• _SOURCE DOCUMENT_:
•••
Opinion: Let’s talk about sex
Published March 27, 2024

DFL seeks to involve young voters in politics

Kevin Nicholson wasn’t paying much attention when President Clinton was voted into office in 1992. He was on the football field when the 1996 elections rolled around. But three years later, Nicholson is knee-deep in politics as the College Democrats of America chairman.
The University junior will take a year off from his political science studies to serve in the position, which he was elected to in July.
Minnesota DFL officials want to involve young voters like Nicholson and have reformed their party to cater to younger people in the aftermath of the 1998 gubernatorial upset. Jesse Ventura campaigned to get young voters to the polls and was the dominant choice of 18- to 24-year-old voters.
Since the 1996 election, disenchanted voters have been the big story, said Karen Louise Boothe, DFL communications director and a former political reporter.
Boothe said young voters are usually fiscally conservative but socially liberal.
To appeal to young voters, both political parties have inched toward the middle for the past few years, she added.
“Now the Minnesota DFL is establishing real change,” Boothe said.
DFL officials moved the Minnesota DFL presidential caucus in March from Tuesday night to Saturday night.
“It makes (the caucus) more reasonable for the lives we’re leading in 1999,” Boothe said.
In addition, the party is beginning the “D2K” program, a movement to “go out and invigorate the disenchanted voter,” Boothe said.
The program will attempt to do what Ventura did last year: get young voters to the polls.
“I’m not sure (Ventura) resonated on the issues, but I think what resonated with the young voters was his energy,” Boothe said.
•••
• _DATASET CONTENT_:
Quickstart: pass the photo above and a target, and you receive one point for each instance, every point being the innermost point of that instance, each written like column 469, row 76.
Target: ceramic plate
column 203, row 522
•••
• _CHALLENGES_:
**a.** According to the article on the DFL and young voters, why did DFL officials move the Minnesota presidential caucus from Tuesday night to Saturday night?
**b.** In the article on the DFL and young voters, what position was Kevin Nicholson elected to in July?
**c.** Write the next few paragraphs of the article on the DFL and young voters, picking up after its last sentence.
The listing after the article is separate material.

• _ANSWERS TO THE TASKS_:
**a.** Boothe said the change makes the caucus more reasonable for the lives people are leading in 1999.

**b.** He was elected chairman of the College Democrats of America.

**c.**
The DFL will also continue to support the network of college democrats throughout the state.
Amber Wobschall, former chairwoman of the Minnesota College Democrats, said several hundred college democrats are in 20 campus chapters around the state. Wobschall is a student at Gustavus Adolphus College.
The DFL party’s reforms are an attempt to draw “new voters, high-school voters, college kids and young professionals,” said Mary McEvoy, a University educational psychology professor and Minnesota DFL associate chairwoman.
Brianna Halverson, co-chairwoman of the University’s College Democrats, said the reforms will be effective.
But others disagree.
Tony Sutton, executive director of the Minnesota Republican party, said the DFL has made a mistake, as young people won’t want to think about politics on a Saturday night.
But Wobschall said that by moving the DFL convention to Saturday, the party is “paying attention to us.”
McEvoy said the DFL’s immediate goals are to get more people to state caucuses and allow them more input on the party’s platform; to support more young people as candidates and welcome them into the political process; and to get more youth involved in the DFL party as volunteers and committee members.
“We need an infusion of youth because it’s the future of the party,” McEvoy said.
And it is a voice the party wants to hear, she added.